EXCERPT PROVIDED section start

Clinical Insights for Treating RAI-Refractory DTC

Opinion
Video

Lori J. Wirth, MD, offers advice to oncologists using lenvatinib when treating patients with differentiated thyroid cancer.

Lori J. Wirth, MD, associate professor of medicine at Harvard Medical School and medical director of the Center for Head and Neck Cancers at Massachusetts General Hospital, offers advice to oncologists using lenvatinib (Lenvima) when treating patients with differentiated thyroid cancer.

Transcription:

0:09 | One piece of advice that I would have for oncologists seeing patients with differentiated thyroid cancer is that this is an uncommon disease. In general, we do not see a lot of patients with differentiated thyroid cancer in our oncology clinics. When patients do not have a large burden of disease and when they are asymptomatic, there is time to learn a little bit more about the disease, and also the particular patient's version of the disease because some differentiated thyroid cancers progressed very slowly over time, others progress more rapidly over time, and getting a handle for exactly what the rate of progression is before initiating therapy can be very helpful to understand.

1:11 | Another thing that I would say is that it is important to confirm that patients have iodine-refractory disease. There are patients who have metastatic thyroid cancer who might actually benefit from and respond to radioactive iodine, and we want to make sure that radioactive iodine is offered to patients who might have some benefit from that therapy. Our endocrinology colleagues who tend to follow these patients and refer them to us in medical oncology are always happy to discuss their patients and help the medical oncologist who may not know the patient quite as well understand a little bit better what that particular patient's version of thyroid cancer might be.

1:59 | The other thing that I would say in terms of a tip is that it is important to make sure that patients are in good shape prior to initiating lenvatinib. Patients do need to have good blood pressure control before initiating lenvatinib. The hypertension can be seen early in the course of starting therapy. Patients need to be monitoring their blood pressure, need to know when to call for hypertension, blood pressure management needs to be initiated right away. You don't want to wait a couple of weeks after seeing hypertension before starting drug therapy for hypertension in patients.

2:45 | We actually analyzed the pharmacodynamics of treatment-emergent hypertension in patients on the SELECT trial [NCT01321554], and did see that there was a progression-free survival benefit, but also an overall survival benefit in the patients who developed treatment-emergent hypertension on lenvatinib in SELECT. One thing that you do not want to do is stop lenvatinib as soon as patients develop hypertension. You want to optimally manage the hypertension and keep them on lenvatinib because that predicts a strong benefit from the therapy in those patients. The other thing is that I think can be helpful is to make sure that you are taking advantage of your dietitian colleagues to help patients manage the diarrhea and anorexia and mild nausea that can be seen because it can be difficult for patients to maintain a healthy nutritional balance and maintain their weight while on lenvatinib and dealing with that tricky combination of diarrhea, anorexia, and a little bit of nausea.

EXCERPT PROVIDED section end
DATA EXCERPTS section start

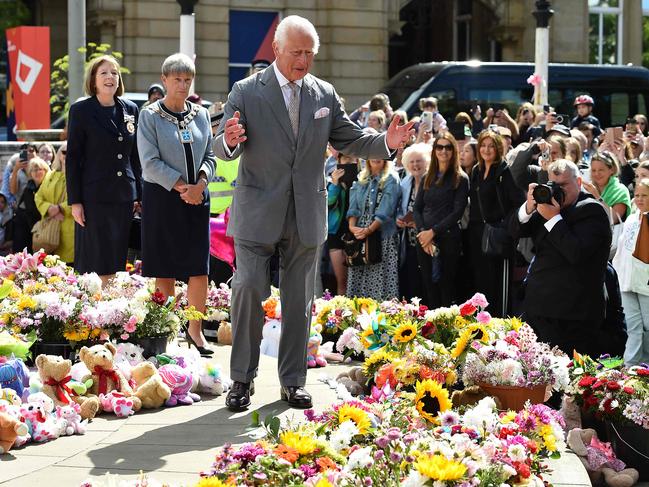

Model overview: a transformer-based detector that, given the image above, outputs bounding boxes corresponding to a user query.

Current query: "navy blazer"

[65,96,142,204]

DATA EXCERPTS section end
DATA EXCERPTS section start

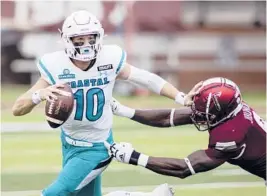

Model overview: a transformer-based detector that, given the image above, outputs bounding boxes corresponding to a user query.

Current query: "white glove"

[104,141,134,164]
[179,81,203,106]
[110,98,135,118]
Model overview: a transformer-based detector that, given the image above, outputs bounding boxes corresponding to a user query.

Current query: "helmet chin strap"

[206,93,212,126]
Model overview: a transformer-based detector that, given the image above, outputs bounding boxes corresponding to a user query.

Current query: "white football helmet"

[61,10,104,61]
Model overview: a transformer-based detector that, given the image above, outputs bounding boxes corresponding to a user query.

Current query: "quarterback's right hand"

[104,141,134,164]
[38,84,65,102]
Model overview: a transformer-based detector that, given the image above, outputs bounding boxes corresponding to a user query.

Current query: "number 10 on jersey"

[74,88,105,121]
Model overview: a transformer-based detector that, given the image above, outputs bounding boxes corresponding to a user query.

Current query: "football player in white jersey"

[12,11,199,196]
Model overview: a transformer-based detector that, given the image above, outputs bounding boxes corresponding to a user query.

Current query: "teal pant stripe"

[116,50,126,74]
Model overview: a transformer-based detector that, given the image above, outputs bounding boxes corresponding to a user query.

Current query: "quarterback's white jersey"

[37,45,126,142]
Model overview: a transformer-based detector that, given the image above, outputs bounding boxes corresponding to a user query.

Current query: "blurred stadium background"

DATA EXCERPTS section end

→ WORK TO COMPLETE
1. In the thyroid cancer transcript, reproduce word for word the passage that begins at "1:59 | The other" and ends after "hypertension in patients.".
2. Decide whether each statement agrees with the thyroid cancer transcript. Answer yes or no, and quote the words that settle it. (a) The speaker advises stopping lenvatinib once a patient develops hypertension. (b) Patients need good blood pressure control before they start lenvatinib. (c) Differentiated thyroid cancer is described as a common disease in oncology clinics.

→ SOLUTION LIST
1.
1:59 | The other thing that I would say in terms of a tip is that it is important to make sure that patients are in good shape prior to initiating lenvatinib. Patients do need to have good blood pressure control before initiating lenvatinib. The hypertension can be seen early in the course of starting therapy. Patients need to be monitoring their blood pressure, need to know when to call for hypertension, blood pressure management needs to be initiated right away. You don't want to wait a couple of weeks after seeing hypertension before starting drug therapy for hypertension in patients.

2.
(a) No: "One thing that you do not want to do is stop lenvatinib as soon as patients develop hypertension."
(b) Yes: "Patients do need to have good blood pressure control before initiating lenvatinib."
(c) No: "this is an uncommon disease."